◆ Supplied passage
[start]

To be specific, six things still bug me about Go.

Error handling: For goodness sake, the solution to error handling in Go is to
go back to the C model? I hated how all my Go code was riddled with "if value,
err := somefunction(); err != nil". After decades of software development, the
best solution for Go seems to be to give up. Scala 2.10, on the other hand,
added Try(), which is a beautiful solution for error handling without trashing
your happy-path code.

Project management: I don't want to keep all my projects in a single
repository. And I don't really trust the master branch of github.com projects
to be stable, nor do I want to rely on the fact that I need to update my
software right now because someone has changed the interface to their library.
This may work for a walled garden like Google, but it strikes me as a bit
dangerous long term for the rest of us. Maven, SBT and Gradle aren't perfect,
but I like the fact that I have a little more control over my dependencies and
build processes.

Concurrency: Go is great for local concurrency, but there doesn't seem to be a
good distributed concurrency framework. And the way they've modeled local
concurrency, there never will be. You can't use shared memory for distributed
concurrency without some really big tricks. Scala + Akka is like the best of
Erlang with the libraries of Java, and it can work locally or remotely.

SQL support: It's miserable in Go. No control over pooling (limited to 2
connections?), and the driver has weird restrictions. I think they've fixed it
for the next release, but there was a problem where you could only have one
prepared statement per connection. That sort of defeats the purpose of
prepared statements. I don't think SQL is a big priority at Google, so the
effort towards the drivers is nowhere near the Javaland support. I'm no
Hibernate fan, but at least the JDBC drivers work extremely well for most
databases.

[end]

◆ Collected data
[start]

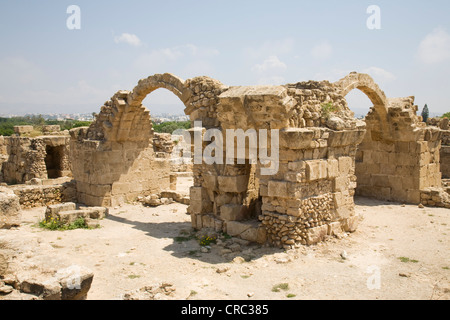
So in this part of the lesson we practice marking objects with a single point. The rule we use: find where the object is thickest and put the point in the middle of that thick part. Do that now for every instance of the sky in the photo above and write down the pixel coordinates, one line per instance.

[end]

◆ Task list
**1.** In the critique of Go, what did Scala 2.10 add for error handling?
**2.** Write the next part of the critique of Go, picking up right after its last sentence.

◆ Answers below
**1.** Scala 2.10 added Try().

**2.**
Testing: I feel like the test framework for Go is weak. Maybe it's because not
as much testing is required, but I still like to be thorough. For example, no
setup and teardown functionality (you have roll your own per method). My test
cases in ScalaTest are more far complete and consistent, with solid output and
better support for CI.

Third-party libraries: This is somewhat akin to my complaint about SQL
support, but the libraries for attaching to other services don't feel as
stable in Go, and there are so few of them. I realize this is a short-term
problem, but is there any way Go can catch up to Java at this point,
particularly with so many companies behind many of these libraries?

------
mseepgood
I'm a fan of Go, but this is not a very good talk. The first half is
unnecessary trolling, and the second half is based on some code snippets taken
from Rob Pike's "Go Concurrency Patterns", but in this case badly presented.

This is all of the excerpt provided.